**YOUR GOAL**
Rewrite the rows from the line containing "The grounding module scans the image below for the duck's" through the line containing "(38, 44), (54, 53)", changing "grounding module" to "localization module" everywhere and leaving everything else as it is. Omit the pictures from your answer.

**DATA EXCERPTS**

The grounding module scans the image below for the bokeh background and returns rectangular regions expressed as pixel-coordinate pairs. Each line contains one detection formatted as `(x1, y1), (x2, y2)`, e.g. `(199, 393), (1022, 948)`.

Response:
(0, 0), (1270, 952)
--
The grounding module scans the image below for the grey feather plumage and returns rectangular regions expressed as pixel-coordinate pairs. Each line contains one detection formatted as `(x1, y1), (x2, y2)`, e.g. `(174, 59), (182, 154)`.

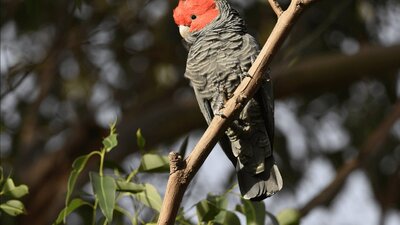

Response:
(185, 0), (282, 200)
* * *
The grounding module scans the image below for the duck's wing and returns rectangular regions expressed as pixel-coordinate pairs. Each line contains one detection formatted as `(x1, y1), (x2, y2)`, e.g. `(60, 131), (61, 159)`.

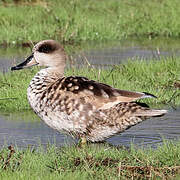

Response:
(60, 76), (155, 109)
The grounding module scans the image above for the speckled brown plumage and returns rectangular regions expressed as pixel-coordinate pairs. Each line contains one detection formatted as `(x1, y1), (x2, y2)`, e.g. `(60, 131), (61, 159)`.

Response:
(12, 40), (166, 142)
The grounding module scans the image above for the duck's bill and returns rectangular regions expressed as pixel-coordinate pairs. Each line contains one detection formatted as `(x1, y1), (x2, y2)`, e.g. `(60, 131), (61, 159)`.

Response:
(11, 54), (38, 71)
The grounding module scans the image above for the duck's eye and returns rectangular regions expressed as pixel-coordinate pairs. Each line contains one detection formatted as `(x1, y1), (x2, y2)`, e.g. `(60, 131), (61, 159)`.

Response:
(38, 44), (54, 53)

**THE COMPLETED TASK**
The localization module scans the image below for the duck's wing and returns rectangular regions expressed as pixel-coordinate pairs. Each line contains one detection formatted as `(x1, y1), (x2, y2)`, e.g. `(60, 131), (61, 159)`.


Response:
(60, 76), (155, 109)
The localization module scans the image above for the speckled brown plumage and returns rectangular regions expressed as pixel-coordinate pairs. Each line contains one detection formatted as `(x1, y1), (x2, y2)`, e.g. `(60, 131), (61, 159)`.

Response:
(12, 40), (166, 142)
The localization module scans the image above for the duck's bill and returns rectangular regions expressed as pixel-coordinate pairs. Each line contains one detection formatted as `(x1, y1), (x2, y2)`, e.g. `(60, 131), (61, 159)`.

Response:
(11, 54), (38, 71)
The localization module scans the image above for the duck's eye and returns rectangular regions expressed as pixel-coordinate pairs. Each line contains one detection formatted as `(x1, y1), (x2, y2)`, e.g. `(60, 131), (61, 159)`.

Response:
(38, 44), (54, 53)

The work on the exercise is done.